PROBLEM REQUIREMENTS
All of the data, word for word and free of pictures, is the expected result.

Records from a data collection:
◇ ◇ ◇
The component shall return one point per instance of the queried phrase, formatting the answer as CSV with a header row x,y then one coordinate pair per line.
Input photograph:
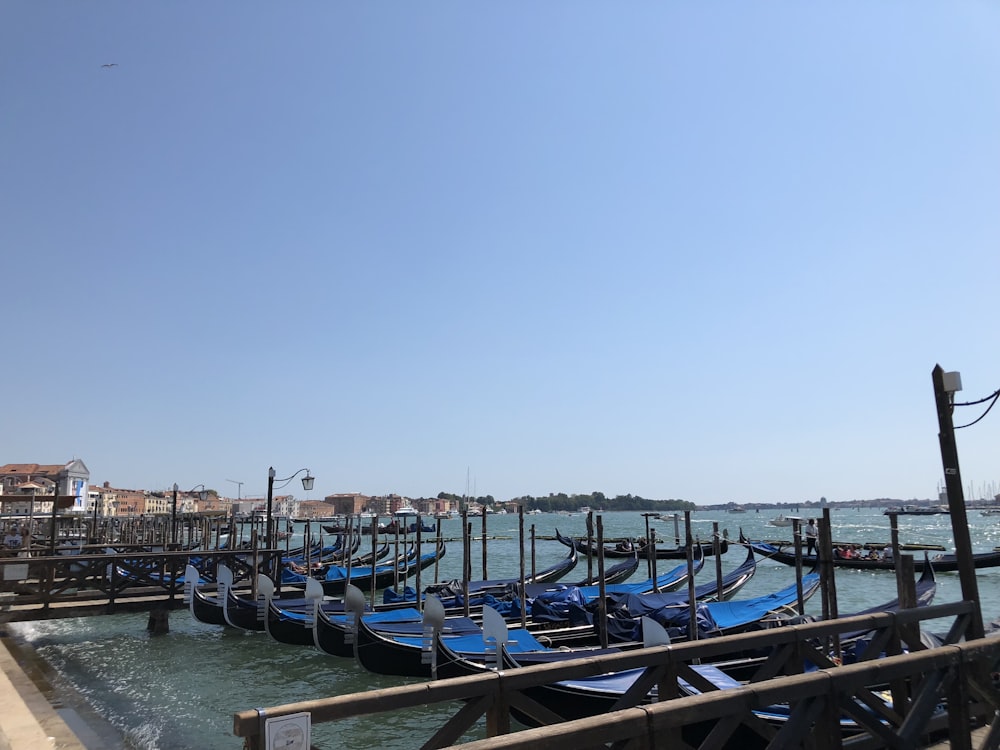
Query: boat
x,y
399,648
493,585
918,510
628,548
617,573
625,608
783,520
942,562
337,577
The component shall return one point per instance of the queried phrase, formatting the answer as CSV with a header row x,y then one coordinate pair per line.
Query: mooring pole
x,y
797,542
956,499
602,589
590,545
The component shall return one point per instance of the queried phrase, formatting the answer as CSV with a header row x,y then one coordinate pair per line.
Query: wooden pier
x,y
73,585
919,680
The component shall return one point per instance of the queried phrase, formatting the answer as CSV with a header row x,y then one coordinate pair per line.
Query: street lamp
x,y
307,483
173,510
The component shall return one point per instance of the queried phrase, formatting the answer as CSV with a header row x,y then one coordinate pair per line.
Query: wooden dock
x,y
956,675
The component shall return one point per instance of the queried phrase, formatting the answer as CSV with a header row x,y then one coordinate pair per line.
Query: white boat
x,y
783,520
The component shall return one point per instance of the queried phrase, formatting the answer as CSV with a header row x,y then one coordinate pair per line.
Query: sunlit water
x,y
181,690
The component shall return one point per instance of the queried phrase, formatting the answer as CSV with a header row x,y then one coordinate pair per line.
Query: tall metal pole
x,y
270,499
173,519
956,502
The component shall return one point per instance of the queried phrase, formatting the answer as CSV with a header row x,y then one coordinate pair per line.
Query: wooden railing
x,y
954,674
72,584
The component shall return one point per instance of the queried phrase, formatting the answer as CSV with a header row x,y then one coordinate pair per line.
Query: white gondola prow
x,y
314,592
354,604
190,581
433,621
224,577
654,634
494,629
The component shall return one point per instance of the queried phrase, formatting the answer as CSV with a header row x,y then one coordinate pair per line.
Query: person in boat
x,y
812,534
12,539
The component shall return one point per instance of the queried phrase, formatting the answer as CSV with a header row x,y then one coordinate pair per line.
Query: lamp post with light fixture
x,y
173,510
307,483
946,385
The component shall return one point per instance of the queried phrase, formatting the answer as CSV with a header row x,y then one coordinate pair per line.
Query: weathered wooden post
x,y
485,570
522,595
828,576
692,598
602,587
467,562
159,621
651,549
946,384
797,543
590,545
717,551
533,538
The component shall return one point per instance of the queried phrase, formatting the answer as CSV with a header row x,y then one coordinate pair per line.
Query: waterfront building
x,y
21,484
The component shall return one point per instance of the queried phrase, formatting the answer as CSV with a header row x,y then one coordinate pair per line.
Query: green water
x,y
181,690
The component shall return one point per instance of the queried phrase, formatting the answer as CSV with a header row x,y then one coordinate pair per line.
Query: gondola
x,y
617,573
335,582
943,562
670,581
455,587
400,648
625,609
662,553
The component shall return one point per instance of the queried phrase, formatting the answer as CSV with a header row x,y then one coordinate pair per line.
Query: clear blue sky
x,y
708,251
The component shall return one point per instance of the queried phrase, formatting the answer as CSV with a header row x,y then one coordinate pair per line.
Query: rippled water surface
x,y
182,689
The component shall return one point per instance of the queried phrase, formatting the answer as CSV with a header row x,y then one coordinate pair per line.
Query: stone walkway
x,y
27,720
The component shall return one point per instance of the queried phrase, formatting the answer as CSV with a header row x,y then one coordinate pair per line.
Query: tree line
x,y
556,502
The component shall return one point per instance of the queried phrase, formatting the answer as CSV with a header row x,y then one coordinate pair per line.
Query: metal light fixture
x,y
307,485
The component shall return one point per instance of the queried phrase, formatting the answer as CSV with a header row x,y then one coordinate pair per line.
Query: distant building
x,y
21,484
314,509
349,504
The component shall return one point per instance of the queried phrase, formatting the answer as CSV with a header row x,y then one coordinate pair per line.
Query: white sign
x,y
15,572
288,732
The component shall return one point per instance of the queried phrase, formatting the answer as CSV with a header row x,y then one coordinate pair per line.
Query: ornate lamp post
x,y
173,510
307,483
◇ ◇ ◇
EXERCISE RESULT
The component shall return one point per instance of the queried phrase, formatting the answer as CSV with a header row x,y then one coordinate pair per line.
Input photograph:
Query: boat
x,y
399,648
493,585
918,510
628,548
617,573
625,608
783,520
942,562
337,577
The component shall return one point per instance of the queried phrase, formatting the answer as CSV with a header row x,y then one coordinate pair per line.
Query: mooring pole
x,y
797,542
956,499
602,589
590,545
The component shall return one point per instance of the queried phrase, formatting the answer as CSV with a header row x,y then one coordinate pair per line.
Query: wooden pier
x,y
73,585
919,680
The component shall return one point per instance of the queried phrase, formatting the answer as CSV with a header row x,y then one coordinate pair per line.
Query: street lamp
x,y
307,483
173,510
The component shall return one point per instance of the queried phrase, formatting the answer as CSV with a header row x,y then one coordinate pair per line.
Query: wooden dock
x,y
956,675
The component shall return one point per instance of the queried phrase, formatting the answer as CSV with a header row x,y then one coordinate pair per line.
Query: white boat
x,y
783,520
The component shall return one point per instance of the queried phrase, formatting the answer as CSV with a header row x,y then one coordinate pair per line.
Query: sunlit water
x,y
181,690
The component shall return one point per instance of the queried phrase, formatting the answer as CSV with a header row x,y then one coordinate pair per line.
Query: tall metal pole
x,y
270,499
173,519
956,502
The component shall return one point per instance of the queried phrase, formatting the answer as CSV with a header row x,y then one coordinate pair per line.
Query: wooden railing
x,y
954,674
72,584
The component shall return one point per instance of the queried phrase, formatting the answer as CSV with a header row x,y then one coordinate pair per line.
Query: white gondola prow
x,y
314,592
354,604
190,581
433,621
224,577
654,634
494,629
The component shall return one point per instance of the queried phrase, formatting the answer as CSV with a header row x,y then one coordinate pair per line.
Query: person in boat
x,y
812,534
12,539
The component shall return one point per instance of the queried phrase, formatting the answer as CSV with a header row x,y then one coordinate pair per line.
Query: lamp post with light fixture
x,y
173,510
307,483
946,385
The component shall return one point per instance of the queried phrase, formatting the answer as CSV with a header row x,y then one coordinate pair per line.
Query: weathered wooden post
x,y
485,570
522,595
828,576
692,598
602,587
467,562
159,621
651,549
946,384
797,543
590,545
717,551
533,538
The component shall return one point per instance of the queried phrase, formatting the answer as CSV with a header row x,y then one coordinate pair per line.
Query: waterfront building
x,y
21,484
The component shall return one point per instance of the queried phrase, formatting the answer as CSV with a header row x,y then one coordinate pair per line.
Query: green water
x,y
181,690
The component shall return one point per instance of the queried phrase, formatting the answer as CSV with a header row x,y then one coordinate pair per line.
Query: gondola
x,y
617,573
335,582
943,562
670,581
455,587
400,648
625,609
662,553
The component shall return one point per instance of the queried phrase, formatting the answer as CSV with a header row x,y then one coordinate pair per line.
Query: clear blue sky
x,y
708,251
The component shall return one point per instance of the queried phrase, formatting the answer as CSV with a header row x,y then one coordinate pair per line.
Query: rippled water surface
x,y
182,689
The component shall return one point per instance of the queried phrase, formatting the answer as CSV with a header row x,y then one coordinate pair per line.
Query: stone walkway
x,y
27,720
The component shall return one point per instance of the queried phrase, formatting the answer as CSV with a header row x,y then one coordinate pair per line.
Query: tree line
x,y
556,502
The component shall return one point per instance of the queried phrase, formatting the answer as CSV with a header row x,y then one coordinate pair per line.
Query: metal light fixture
x,y
307,485
The component shall return one point per instance of the queried phrase, formatting the answer as CSV with a header row x,y then one coordinate pair per line.
Query: distant building
x,y
21,484
314,509
349,504
The component shall return one point per instance of the queried phrase, formatting the answer as CSV with a header row x,y then one coordinate pair per line.
Query: white sign
x,y
15,572
288,732
The component shall return one point per instance of the queried phrase, formatting the answer as CSV with a header row x,y then one coordinate pair per line.
Query: ornate lamp post
x,y
173,510
307,483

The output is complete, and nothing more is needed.